What you will do:
Extract every line of the listing below that contains the string "umbrella".

[Records from a data collection]
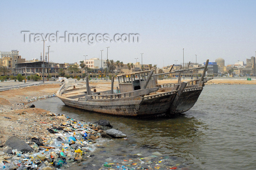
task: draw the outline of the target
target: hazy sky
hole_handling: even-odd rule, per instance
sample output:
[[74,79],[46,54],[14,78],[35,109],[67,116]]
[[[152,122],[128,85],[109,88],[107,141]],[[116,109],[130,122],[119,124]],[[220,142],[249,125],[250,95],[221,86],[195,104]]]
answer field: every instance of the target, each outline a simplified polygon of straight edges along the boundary
[[65,31],[79,34],[138,33],[139,43],[50,43],[50,60],[78,62],[108,57],[124,63],[158,67],[182,62],[199,63],[221,57],[225,64],[255,56],[256,1],[0,1],[0,51],[17,50],[23,58],[39,58],[43,44],[24,42],[32,33]]

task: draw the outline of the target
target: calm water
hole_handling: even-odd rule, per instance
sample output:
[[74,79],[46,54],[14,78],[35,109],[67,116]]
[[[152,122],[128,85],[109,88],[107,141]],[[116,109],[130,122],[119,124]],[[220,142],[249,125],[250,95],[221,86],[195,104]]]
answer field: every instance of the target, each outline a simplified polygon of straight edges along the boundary
[[255,85],[206,86],[190,110],[153,120],[88,112],[66,106],[56,98],[34,104],[78,120],[106,119],[127,135],[126,140],[104,139],[104,147],[95,150],[95,158],[88,165],[102,167],[103,158],[158,152],[180,164],[178,168],[255,169]]

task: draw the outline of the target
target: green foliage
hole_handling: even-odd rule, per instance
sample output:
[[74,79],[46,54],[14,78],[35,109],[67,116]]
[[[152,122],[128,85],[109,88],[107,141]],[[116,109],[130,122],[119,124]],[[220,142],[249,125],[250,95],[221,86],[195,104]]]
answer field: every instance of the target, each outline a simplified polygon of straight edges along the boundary
[[10,78],[11,78],[11,80],[14,80],[15,79],[17,79],[17,76],[14,76],[13,75],[11,75],[10,76]]
[[22,82],[22,80],[23,79],[23,78],[24,78],[23,77],[23,76],[20,74],[19,74],[17,76],[17,79],[19,82]]
[[65,75],[65,72],[63,68],[60,68],[59,71],[59,75],[61,77],[64,77]]

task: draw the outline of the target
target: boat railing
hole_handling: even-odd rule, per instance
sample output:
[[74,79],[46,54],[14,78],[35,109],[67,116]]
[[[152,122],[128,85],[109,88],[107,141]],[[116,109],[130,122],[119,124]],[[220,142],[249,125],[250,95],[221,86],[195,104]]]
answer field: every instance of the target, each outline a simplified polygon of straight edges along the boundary
[[184,91],[183,91],[184,92],[190,91],[193,91],[194,90],[203,90],[203,87],[193,87],[193,88],[185,88],[185,89],[184,89]]
[[161,87],[173,87],[175,85],[177,84],[180,84],[179,83],[166,83],[164,84],[163,84],[161,85]]
[[169,95],[170,94],[174,94],[176,93],[177,92],[177,90],[175,91],[169,91],[169,92],[166,92],[166,93],[158,94],[155,94],[154,95],[150,95],[149,96],[147,96],[144,97],[144,99],[153,99],[153,98],[157,98],[158,97],[160,97],[161,96],[164,96],[167,95]]

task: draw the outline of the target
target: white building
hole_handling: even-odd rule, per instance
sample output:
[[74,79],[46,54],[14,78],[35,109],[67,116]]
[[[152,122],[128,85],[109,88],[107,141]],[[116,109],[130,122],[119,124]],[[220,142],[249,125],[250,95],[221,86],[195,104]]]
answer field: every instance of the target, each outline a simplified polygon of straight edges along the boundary
[[4,52],[0,51],[0,58],[4,57],[12,57],[14,56],[17,56],[19,55],[19,51],[18,50],[13,50],[11,51]]
[[90,68],[100,69],[101,68],[102,62],[102,67],[104,69],[107,67],[107,63],[105,60],[102,60],[98,58],[93,58],[86,60],[84,60],[84,63],[87,67]]

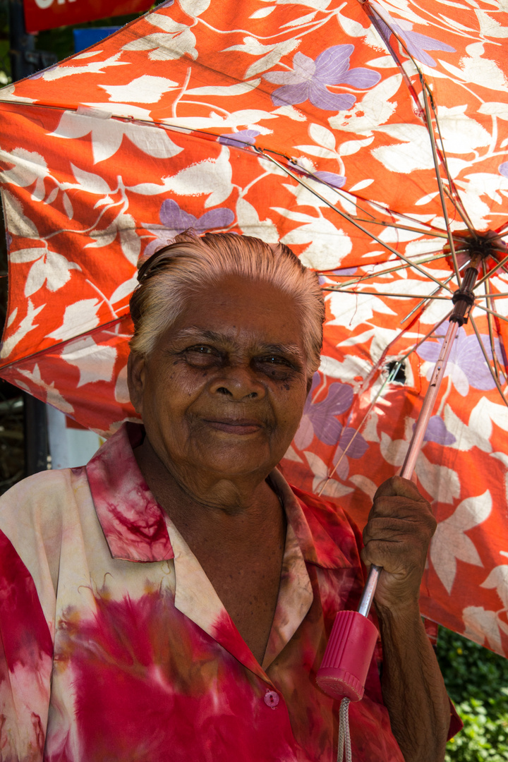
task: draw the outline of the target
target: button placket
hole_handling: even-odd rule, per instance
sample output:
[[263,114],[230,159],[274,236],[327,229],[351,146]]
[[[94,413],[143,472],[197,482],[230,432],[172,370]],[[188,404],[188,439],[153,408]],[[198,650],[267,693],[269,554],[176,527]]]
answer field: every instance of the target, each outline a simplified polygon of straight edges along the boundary
[[270,709],[274,709],[279,703],[280,698],[276,691],[267,690],[267,693],[263,696],[263,700],[267,706],[270,706]]

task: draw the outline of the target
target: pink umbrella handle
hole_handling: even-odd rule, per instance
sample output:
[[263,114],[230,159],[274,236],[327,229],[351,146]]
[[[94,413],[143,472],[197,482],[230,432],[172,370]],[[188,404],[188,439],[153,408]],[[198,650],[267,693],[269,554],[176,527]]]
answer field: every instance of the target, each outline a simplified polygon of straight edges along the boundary
[[[401,471],[401,475],[404,479],[411,479],[414,470],[429,419],[444,378],[453,340],[459,326],[467,321],[474,301],[472,289],[477,277],[478,270],[472,263],[465,274],[460,288],[453,295],[455,309],[450,315],[446,335]],[[366,617],[382,571],[381,566],[372,565],[370,567],[357,611],[339,611],[336,615],[323,663],[316,676],[319,687],[334,698],[344,696],[351,701],[359,701],[363,696],[365,679],[378,637],[376,628]]]

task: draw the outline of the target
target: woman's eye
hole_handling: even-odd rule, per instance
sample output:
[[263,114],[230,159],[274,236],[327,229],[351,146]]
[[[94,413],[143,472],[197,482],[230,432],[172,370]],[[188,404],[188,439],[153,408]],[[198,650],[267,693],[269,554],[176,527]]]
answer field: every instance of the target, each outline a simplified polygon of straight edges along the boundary
[[191,365],[209,365],[220,361],[220,354],[213,347],[196,344],[185,350],[187,360]]

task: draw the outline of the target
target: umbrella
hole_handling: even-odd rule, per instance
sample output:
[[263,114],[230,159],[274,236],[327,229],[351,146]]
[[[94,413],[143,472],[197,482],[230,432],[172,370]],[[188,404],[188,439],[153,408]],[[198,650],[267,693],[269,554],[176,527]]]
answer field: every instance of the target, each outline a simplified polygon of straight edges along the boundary
[[421,607],[508,653],[508,21],[490,0],[450,8],[178,0],[0,91],[1,373],[107,434],[134,415],[139,256],[190,226],[282,239],[321,272],[327,311],[282,466],[362,524],[476,258],[416,467],[439,520]]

Output for this task:
target: pink umbrella handle
target: umbrella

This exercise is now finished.